Alors voilà, s'il faut en croire cette jeune femme, le bonheur serait un instant, pas un état, ni une durée, surtout pas une habitude... Pour être franc, je m'en doutais un peu.

Pour revenir au passage à l'an 2000, je me suis dit que ce serait une bonne idée d'y entrer en faisant quelque chose de différent, de rare, quelque chose que je ne fais jamais ou pas souvent. Par exemple, appeler mes enfants, mes amis un peu avant minuit et leur dire que je les aime. Ils seraient surpris de m'entendre. Je t'aime. Deux mots qui ne me viennent pas aisément. Je ne m'en plains pas, remarquez, c'est mieux que de les avoir toujours à la bouche comme les gagas du nouvel âge. Les mots du coeur gagnent à s'étouffer dans la poitrine : ils sont plus émouvants quand on les expire que lorsqu'on les énonce. Énoncés, ils ont l'air quémander un retour de flamme, d'attendre qu'un « MOI aussi je t'aime ». A-t-on besoin de dire à nos enfants, à nos amis qu'on les aime ? Ils le voient bien. S'ils ne le voient pas, qu'est-ce que cela changera qu'on leur dise ? L'amour n'est pas une pompe à bras, ce n'est pas parce qu'on l'amorcera en y mettant de notre eau qu'on fera sourdre des profondeurs, un peu de son eau à elle, la pompe.

_DONNÉES DE L'EXERCICE_

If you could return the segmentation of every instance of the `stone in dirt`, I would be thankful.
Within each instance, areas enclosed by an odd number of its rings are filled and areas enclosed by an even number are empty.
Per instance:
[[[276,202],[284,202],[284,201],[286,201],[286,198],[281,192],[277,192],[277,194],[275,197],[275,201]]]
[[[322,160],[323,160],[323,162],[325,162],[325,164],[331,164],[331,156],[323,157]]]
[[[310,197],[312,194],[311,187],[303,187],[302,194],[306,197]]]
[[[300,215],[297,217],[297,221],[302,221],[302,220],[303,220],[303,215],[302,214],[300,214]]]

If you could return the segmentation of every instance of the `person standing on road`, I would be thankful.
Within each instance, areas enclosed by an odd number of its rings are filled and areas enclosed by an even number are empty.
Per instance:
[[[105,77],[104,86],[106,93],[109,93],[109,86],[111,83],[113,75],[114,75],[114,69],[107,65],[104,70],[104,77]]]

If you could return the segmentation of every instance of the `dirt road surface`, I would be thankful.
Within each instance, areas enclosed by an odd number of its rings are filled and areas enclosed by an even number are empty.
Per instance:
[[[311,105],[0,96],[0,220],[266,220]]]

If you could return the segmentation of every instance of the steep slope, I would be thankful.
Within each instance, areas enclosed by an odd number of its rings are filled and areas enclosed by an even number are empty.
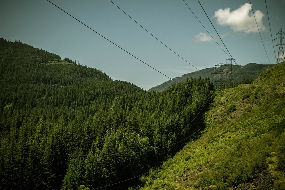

_TRAVAIL DEMANDÉ_
[1] Recopiez mot pour mot le passage du texte sur les mots d'amour qui va de « Alors voilà, s'il » jusqu'à « doutais un peu. » inclus.
[2] Reprenez le texte sur les mots d'amour et prolongez-le à partir de sa dernière phrase.

_RÉPONSES ATTENDUES_
[1]
Alors voilà, s'il faut en croire cette jeune femme, le bonheur serait un instant, pas un état, ni une durée, surtout pas une habitude... Pour être franc, je m'en doutais un peu.

[2]
Bref, dire je t'aime à mes amis n'est pas une meilleure idée que les îles Fidji. Me revoilà à la case départ. Que pourrais-je bien faire de spécial et de rare pour passer à l'an 2000 ?

Je pourrais peut-être regarder le ciel, tout simplement. Encore qu'il n'y ait rien de moins simple que le ciel. Je n'ai jamais été à l'aise avec les galaxies. On me dit qu'il y en a des centaines de milliards. C'est trop. Mille, je les eusse apprivoisées. Des centaines de milliards, je suis complètement terrorisé. D'autant que dans chacune de ces galaxies qui se comptent par centaines des milliards, dans CHACUNE, on dénombre des centaines de milliards de soleils. C'est trop pour l'homme simpliste que je suis. Je suis l'homme d'un truc à la fois. Un vélo. Une fiancée. Un pot de confitures. Un ami. Je fais une exception pour les chats : huit. Mais je n'ai que faire de centaines de milliards de galaxies et de billions de soleils.

Vous me direz que je n'ai qu'à me choisir une étoile dans le ciel, une seule, lui donner un nom, en tomber amoureux, m'en sentir responsable et fuck les cinq cents milliards de galaxies... Vous, vous avez trop lu Le Petit Prince ! Savez combien de temps il a fallu à la lueur que produit une étoile pour se rendre jusqu'à nous ? Le voyage intergalactique de la petite lueur a commencé avant le Big Bang, quand la Terre n'était même pas encore une boule de feu, juste une particule dans un nuage de gaz interstellaire. Regarder le ciel m'anéantit.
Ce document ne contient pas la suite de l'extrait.